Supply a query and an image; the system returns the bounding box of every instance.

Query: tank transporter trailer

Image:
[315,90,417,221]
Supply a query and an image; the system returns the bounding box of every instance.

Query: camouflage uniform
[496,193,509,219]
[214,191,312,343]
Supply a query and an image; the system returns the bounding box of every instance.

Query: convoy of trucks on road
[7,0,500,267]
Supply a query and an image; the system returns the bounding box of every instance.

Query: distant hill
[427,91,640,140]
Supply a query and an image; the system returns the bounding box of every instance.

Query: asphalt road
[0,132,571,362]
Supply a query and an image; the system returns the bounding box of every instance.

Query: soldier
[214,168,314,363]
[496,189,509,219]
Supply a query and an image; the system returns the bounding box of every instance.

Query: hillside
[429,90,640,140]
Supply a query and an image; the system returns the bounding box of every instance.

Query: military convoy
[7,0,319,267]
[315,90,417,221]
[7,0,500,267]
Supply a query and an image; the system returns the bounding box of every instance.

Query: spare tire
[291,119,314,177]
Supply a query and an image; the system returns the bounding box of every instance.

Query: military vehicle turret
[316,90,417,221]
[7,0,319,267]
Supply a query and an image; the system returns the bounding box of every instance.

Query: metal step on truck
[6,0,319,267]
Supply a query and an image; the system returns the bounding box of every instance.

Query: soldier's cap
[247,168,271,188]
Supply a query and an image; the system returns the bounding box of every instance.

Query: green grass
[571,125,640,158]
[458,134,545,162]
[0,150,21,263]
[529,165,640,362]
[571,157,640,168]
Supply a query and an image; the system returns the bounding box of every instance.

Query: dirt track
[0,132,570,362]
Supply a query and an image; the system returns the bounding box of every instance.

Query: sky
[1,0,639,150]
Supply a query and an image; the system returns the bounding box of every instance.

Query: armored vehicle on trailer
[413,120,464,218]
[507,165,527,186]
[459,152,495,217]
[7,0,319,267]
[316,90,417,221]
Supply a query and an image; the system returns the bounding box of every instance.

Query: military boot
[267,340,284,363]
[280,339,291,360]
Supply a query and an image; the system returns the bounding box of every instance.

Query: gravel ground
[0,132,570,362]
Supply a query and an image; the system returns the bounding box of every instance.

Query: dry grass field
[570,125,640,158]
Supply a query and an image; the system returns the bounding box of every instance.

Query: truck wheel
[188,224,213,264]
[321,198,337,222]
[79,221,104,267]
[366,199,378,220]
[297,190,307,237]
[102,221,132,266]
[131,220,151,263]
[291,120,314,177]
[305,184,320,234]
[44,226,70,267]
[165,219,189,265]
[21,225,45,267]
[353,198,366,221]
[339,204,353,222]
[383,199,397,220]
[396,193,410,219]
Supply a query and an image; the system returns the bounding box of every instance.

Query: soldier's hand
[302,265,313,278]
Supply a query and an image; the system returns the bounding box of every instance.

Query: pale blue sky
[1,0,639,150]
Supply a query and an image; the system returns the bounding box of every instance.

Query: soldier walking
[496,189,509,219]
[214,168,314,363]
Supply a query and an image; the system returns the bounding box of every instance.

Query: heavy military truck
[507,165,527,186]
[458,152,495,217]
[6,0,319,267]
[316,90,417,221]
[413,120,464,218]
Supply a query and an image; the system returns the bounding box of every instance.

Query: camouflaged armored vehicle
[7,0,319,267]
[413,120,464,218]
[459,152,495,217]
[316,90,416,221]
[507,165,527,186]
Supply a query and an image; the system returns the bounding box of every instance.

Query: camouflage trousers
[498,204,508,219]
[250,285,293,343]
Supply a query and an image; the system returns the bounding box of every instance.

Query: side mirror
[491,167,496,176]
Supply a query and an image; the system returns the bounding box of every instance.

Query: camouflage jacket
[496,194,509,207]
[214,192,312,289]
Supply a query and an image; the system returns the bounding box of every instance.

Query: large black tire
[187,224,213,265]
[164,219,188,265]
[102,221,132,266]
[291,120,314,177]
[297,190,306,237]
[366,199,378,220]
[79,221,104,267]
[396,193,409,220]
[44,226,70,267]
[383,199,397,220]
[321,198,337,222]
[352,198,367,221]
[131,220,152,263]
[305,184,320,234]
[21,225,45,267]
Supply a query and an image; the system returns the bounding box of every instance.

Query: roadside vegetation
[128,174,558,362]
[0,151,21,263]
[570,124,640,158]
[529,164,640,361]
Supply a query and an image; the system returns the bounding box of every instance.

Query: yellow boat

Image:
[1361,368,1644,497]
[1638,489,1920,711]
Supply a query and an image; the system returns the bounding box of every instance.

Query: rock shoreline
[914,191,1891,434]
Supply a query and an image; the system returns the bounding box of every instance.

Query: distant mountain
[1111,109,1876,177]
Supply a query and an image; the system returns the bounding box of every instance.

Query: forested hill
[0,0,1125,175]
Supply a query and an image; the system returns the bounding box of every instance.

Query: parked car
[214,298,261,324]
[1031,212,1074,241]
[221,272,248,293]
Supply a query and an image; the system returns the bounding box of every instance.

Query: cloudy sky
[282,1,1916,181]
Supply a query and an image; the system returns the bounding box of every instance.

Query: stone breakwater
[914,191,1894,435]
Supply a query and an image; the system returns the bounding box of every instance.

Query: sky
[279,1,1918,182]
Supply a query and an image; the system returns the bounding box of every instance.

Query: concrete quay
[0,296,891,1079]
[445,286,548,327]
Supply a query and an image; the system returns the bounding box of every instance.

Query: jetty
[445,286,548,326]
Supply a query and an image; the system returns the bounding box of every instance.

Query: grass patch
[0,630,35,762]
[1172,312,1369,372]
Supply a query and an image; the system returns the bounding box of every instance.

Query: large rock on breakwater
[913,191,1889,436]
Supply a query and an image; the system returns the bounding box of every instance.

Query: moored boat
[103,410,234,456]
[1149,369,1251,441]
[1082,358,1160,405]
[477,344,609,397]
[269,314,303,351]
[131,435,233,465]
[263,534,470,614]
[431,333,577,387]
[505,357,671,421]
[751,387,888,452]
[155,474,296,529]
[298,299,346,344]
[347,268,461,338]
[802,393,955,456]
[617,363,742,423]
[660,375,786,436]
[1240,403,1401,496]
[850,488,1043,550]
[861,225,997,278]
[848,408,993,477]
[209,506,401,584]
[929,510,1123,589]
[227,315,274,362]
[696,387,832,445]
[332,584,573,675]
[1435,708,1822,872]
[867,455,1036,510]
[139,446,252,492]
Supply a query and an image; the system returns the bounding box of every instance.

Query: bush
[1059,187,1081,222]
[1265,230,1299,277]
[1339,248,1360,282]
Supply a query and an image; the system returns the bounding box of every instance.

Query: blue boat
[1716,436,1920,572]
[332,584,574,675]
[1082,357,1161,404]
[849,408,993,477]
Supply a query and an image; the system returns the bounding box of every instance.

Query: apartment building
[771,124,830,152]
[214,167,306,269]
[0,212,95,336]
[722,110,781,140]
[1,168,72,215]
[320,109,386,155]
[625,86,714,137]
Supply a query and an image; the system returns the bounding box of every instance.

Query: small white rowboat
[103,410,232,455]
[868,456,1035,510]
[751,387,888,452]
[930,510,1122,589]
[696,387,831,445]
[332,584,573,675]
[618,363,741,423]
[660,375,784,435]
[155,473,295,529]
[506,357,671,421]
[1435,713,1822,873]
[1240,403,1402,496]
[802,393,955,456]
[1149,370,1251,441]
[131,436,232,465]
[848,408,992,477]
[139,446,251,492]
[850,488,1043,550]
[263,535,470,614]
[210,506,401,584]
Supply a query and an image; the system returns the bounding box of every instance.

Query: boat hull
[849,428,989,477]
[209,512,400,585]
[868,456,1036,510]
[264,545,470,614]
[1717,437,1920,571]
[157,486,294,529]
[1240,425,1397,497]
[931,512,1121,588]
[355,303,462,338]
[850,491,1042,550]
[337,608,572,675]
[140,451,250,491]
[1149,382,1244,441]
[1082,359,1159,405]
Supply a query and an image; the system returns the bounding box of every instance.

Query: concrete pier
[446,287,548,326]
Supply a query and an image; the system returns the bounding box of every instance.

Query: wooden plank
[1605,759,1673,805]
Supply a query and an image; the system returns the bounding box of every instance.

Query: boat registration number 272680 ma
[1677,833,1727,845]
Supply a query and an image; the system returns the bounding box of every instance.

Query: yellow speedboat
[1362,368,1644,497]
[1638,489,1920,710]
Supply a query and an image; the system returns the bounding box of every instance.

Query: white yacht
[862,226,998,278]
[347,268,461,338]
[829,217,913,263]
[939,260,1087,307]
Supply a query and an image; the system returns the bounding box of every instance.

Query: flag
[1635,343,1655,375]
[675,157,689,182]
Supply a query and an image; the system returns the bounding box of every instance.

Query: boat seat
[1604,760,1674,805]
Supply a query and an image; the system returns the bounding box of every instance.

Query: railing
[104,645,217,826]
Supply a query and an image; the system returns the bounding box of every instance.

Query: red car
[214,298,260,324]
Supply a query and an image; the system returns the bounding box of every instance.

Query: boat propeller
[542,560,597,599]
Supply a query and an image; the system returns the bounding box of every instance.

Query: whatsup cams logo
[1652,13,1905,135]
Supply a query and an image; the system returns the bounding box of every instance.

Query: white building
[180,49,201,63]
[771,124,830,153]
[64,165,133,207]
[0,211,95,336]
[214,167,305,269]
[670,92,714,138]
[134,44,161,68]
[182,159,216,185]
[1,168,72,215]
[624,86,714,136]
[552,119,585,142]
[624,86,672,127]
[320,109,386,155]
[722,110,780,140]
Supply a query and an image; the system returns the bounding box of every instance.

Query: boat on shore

================================

EXERCISE DESCRIPTION >> Write out exactly the final stretch of the records: the line containing "Query: white yacht" and every line after it, through the last, and nothing else.

OUTPUT FOR THIS EXERCISE >>
Query: white yacht
[862,226,998,278]
[347,268,461,338]
[829,217,913,263]
[939,260,1087,307]
Supply a query and an image; the system returns the bounding box of every instance.

Query: flag
[1635,343,1655,375]
[675,157,689,182]
Supply a query and an image; the system returns the bounding box of every instance.

Query: boat seat
[1604,760,1674,805]
Supply a query and an image; the system returns the bounding box of every instance.

Query: railing
[104,645,217,826]
Supply a query and an image; the system returns the bounding box of every instance.

Query: red car
[214,298,260,324]
Supply a query and an image; the system returns the bounding box of every instance.

Query: boat propeller
[542,560,597,599]
Supply a query and an image; the system returns the bounding box of every instance.

Query: whatsup cams logo
[1652,13,1905,135]
Supply a query and an image; the system returns the bounding box of every instance.

Query: white building
[180,49,201,63]
[771,124,830,153]
[64,165,133,207]
[0,211,95,336]
[214,167,305,269]
[670,92,714,138]
[134,44,161,68]
[182,159,216,185]
[1,168,72,215]
[624,86,714,136]
[552,119,585,142]
[624,86,672,127]
[320,109,386,155]
[722,110,780,140]
Supply a query and an image; the system returns the bounding box of every instance.

Query: boat on shore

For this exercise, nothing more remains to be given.